* **작업 지시**
아래 자료에서 문자열 "hair"가 들어 있는 줄을 모두 찾아 반환하세요. 대소문자를 구분합니다.

* **제공된 자료**
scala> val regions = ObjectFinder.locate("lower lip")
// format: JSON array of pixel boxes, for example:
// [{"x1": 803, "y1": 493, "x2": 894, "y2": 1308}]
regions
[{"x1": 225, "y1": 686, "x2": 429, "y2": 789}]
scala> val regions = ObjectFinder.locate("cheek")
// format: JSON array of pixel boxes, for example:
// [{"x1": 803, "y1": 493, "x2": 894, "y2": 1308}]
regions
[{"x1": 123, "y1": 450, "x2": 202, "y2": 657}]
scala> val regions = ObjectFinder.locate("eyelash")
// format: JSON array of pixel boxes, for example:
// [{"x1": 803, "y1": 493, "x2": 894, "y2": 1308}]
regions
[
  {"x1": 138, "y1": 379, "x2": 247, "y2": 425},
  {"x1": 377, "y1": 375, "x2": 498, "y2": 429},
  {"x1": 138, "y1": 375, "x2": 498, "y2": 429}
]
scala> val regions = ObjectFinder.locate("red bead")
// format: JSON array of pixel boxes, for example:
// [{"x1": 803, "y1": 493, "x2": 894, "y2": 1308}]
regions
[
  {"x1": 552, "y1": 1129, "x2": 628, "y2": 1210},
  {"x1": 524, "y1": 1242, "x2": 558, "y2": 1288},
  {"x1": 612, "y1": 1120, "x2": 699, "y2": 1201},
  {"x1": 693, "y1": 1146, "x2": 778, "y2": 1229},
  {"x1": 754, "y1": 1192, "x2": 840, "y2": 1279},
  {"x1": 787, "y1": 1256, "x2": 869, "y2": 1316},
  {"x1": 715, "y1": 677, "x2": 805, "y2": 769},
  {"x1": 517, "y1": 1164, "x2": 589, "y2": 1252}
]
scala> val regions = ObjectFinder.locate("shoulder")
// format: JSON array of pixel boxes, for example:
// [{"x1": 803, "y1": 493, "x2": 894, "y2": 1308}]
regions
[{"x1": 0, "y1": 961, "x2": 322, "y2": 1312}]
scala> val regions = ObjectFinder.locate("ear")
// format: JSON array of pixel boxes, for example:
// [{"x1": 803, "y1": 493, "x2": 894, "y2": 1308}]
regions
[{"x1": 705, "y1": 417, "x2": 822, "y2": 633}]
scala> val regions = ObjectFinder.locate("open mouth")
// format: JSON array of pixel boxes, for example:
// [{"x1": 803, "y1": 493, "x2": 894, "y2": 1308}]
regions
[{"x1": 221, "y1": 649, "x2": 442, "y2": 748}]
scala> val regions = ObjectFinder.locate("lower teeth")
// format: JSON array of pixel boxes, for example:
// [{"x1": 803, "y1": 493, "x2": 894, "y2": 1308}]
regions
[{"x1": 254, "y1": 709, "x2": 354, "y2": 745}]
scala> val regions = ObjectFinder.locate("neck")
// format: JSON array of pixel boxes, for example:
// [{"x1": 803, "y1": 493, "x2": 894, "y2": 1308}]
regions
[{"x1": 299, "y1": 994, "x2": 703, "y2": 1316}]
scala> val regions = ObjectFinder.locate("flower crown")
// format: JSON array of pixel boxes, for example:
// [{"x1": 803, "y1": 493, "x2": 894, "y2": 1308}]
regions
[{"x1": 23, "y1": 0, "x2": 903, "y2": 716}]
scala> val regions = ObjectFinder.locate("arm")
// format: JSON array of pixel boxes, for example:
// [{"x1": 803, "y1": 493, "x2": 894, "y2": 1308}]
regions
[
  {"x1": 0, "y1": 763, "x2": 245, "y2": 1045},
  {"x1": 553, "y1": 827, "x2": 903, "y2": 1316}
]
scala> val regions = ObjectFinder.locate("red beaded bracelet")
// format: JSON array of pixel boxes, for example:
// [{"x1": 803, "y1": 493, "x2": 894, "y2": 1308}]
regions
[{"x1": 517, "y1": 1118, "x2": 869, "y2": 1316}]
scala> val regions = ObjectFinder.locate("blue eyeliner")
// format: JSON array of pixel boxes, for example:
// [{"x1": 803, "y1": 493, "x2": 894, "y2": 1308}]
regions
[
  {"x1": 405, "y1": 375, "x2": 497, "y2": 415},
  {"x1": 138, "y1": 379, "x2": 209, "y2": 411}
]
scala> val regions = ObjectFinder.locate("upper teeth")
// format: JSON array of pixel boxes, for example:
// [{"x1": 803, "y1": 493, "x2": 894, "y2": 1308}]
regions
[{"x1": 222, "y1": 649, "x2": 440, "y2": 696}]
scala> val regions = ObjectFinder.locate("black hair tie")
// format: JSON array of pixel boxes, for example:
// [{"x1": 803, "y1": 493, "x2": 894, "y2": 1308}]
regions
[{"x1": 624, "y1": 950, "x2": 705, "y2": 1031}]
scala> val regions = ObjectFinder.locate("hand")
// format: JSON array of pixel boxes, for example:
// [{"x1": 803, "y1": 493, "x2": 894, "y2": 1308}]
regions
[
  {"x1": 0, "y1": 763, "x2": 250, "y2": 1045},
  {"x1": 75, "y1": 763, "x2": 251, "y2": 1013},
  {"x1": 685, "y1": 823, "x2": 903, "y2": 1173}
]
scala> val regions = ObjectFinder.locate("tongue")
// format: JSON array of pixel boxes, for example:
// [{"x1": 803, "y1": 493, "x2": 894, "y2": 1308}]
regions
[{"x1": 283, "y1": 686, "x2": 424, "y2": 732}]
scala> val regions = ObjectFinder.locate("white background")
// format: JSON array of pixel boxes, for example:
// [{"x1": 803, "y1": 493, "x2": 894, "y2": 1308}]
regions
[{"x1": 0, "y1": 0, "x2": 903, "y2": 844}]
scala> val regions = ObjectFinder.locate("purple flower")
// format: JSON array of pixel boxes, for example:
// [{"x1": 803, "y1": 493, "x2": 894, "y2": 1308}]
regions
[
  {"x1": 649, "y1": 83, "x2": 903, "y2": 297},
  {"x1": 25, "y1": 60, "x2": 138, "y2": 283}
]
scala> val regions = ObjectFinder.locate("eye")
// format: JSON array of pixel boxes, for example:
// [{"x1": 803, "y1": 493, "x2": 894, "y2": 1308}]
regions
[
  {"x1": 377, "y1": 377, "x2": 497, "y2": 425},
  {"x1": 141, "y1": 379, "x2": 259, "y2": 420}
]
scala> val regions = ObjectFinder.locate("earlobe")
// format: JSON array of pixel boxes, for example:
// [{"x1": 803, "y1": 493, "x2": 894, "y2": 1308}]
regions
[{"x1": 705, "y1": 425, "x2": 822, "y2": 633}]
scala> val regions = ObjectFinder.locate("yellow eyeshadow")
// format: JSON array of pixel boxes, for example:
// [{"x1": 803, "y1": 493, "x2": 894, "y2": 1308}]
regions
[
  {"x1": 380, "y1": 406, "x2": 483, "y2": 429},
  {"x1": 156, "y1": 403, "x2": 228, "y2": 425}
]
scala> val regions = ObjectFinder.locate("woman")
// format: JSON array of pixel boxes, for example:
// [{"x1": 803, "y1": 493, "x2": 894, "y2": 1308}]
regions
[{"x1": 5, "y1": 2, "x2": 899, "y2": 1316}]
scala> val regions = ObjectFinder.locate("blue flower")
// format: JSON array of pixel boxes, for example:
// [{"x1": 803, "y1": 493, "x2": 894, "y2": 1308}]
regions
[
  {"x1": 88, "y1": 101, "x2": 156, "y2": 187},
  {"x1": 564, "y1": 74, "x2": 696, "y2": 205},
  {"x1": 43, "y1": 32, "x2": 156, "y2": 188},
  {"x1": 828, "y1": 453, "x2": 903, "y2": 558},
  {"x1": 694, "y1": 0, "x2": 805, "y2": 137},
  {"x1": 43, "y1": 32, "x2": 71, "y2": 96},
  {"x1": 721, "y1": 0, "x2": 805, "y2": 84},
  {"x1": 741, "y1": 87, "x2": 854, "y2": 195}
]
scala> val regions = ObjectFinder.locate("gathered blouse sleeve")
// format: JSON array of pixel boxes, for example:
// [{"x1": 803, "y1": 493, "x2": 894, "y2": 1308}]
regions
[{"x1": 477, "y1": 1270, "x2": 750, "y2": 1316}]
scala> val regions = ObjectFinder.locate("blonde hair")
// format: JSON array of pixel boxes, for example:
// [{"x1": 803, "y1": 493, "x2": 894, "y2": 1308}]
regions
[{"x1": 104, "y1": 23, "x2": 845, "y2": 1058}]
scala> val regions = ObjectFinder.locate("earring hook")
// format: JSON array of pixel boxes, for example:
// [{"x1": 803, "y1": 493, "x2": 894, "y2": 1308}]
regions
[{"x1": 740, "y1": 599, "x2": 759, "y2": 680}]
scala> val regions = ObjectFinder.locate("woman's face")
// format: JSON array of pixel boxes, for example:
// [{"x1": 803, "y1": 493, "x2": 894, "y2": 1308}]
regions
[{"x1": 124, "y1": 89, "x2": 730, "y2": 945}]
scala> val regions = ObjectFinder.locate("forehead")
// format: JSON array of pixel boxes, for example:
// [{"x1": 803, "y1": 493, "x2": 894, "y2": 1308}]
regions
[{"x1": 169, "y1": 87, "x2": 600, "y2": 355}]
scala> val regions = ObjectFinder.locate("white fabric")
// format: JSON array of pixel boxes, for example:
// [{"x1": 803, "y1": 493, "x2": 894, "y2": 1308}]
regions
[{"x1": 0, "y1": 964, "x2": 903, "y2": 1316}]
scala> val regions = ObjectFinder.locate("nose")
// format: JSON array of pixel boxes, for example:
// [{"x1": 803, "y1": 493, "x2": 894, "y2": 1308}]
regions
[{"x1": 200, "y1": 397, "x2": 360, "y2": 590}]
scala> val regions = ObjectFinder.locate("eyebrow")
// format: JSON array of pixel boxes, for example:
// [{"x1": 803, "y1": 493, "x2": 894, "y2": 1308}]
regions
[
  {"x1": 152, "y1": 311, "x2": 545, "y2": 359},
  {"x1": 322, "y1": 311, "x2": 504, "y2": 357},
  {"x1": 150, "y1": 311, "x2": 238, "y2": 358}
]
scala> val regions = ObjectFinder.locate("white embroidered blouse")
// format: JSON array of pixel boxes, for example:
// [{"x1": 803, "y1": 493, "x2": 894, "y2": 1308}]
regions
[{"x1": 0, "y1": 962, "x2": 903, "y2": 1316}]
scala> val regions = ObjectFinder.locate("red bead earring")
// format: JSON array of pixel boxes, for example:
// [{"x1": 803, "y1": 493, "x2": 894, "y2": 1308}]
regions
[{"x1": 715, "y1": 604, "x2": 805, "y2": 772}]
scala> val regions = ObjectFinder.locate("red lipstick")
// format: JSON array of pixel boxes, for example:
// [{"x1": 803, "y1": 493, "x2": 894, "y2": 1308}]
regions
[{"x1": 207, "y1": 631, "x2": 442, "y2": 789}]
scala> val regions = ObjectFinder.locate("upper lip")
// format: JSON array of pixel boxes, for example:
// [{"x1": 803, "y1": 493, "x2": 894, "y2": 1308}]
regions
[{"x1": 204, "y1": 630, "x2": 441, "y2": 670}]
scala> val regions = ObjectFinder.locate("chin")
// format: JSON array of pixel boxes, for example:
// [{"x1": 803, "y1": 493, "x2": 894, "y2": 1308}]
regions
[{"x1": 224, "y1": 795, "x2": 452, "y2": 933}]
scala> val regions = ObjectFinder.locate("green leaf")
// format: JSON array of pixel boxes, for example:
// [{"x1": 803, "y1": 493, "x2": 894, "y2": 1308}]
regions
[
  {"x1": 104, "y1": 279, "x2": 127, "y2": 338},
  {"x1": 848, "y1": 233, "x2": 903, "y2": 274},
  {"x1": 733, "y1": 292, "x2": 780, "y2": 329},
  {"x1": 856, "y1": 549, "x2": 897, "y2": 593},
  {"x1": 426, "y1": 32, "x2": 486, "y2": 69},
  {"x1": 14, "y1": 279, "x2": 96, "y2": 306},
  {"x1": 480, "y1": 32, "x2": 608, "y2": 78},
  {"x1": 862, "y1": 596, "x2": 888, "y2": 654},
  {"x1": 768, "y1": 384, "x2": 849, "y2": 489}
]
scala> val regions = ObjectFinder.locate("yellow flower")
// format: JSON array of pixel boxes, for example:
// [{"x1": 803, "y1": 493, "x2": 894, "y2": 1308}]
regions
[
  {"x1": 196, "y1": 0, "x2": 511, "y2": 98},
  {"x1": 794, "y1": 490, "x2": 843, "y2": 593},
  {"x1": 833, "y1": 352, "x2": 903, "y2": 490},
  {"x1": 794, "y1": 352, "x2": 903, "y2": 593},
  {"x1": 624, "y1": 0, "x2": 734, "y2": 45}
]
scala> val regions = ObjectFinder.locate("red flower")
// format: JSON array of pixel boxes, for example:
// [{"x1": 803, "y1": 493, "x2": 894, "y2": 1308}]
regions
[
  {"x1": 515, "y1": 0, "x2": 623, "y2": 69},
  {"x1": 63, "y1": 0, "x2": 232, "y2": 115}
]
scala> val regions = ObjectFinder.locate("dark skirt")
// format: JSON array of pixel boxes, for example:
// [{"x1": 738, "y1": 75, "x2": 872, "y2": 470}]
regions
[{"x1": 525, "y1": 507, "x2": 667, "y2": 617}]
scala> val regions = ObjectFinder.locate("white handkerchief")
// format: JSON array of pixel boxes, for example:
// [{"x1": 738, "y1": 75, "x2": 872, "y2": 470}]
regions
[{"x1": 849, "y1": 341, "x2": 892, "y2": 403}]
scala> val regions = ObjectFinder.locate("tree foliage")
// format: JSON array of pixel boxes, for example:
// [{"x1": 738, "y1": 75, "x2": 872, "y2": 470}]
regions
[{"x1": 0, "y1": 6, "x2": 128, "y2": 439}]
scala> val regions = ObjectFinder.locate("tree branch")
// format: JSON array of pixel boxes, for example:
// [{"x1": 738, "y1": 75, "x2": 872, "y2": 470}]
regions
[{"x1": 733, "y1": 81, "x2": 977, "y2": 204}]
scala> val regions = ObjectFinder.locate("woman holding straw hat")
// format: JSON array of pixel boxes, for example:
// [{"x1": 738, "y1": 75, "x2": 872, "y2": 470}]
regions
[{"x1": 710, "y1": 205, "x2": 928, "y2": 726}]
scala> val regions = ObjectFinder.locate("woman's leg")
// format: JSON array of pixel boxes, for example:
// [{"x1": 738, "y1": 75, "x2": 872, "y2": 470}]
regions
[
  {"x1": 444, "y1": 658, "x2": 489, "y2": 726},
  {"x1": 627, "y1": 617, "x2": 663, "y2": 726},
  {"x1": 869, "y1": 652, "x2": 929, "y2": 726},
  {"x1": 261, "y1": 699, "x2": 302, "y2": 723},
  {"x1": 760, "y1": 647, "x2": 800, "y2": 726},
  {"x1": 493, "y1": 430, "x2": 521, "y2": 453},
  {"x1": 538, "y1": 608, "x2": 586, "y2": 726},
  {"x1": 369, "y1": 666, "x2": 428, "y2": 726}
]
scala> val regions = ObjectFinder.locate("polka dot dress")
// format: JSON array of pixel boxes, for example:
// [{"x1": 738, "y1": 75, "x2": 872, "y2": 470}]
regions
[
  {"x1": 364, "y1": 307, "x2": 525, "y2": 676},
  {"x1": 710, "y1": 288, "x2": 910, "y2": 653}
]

* **전체 출력**
scala> val regions = ObjectFinder.locate("black hair tie")
scala> val regions = ObjectFinder.locate("blonde hair")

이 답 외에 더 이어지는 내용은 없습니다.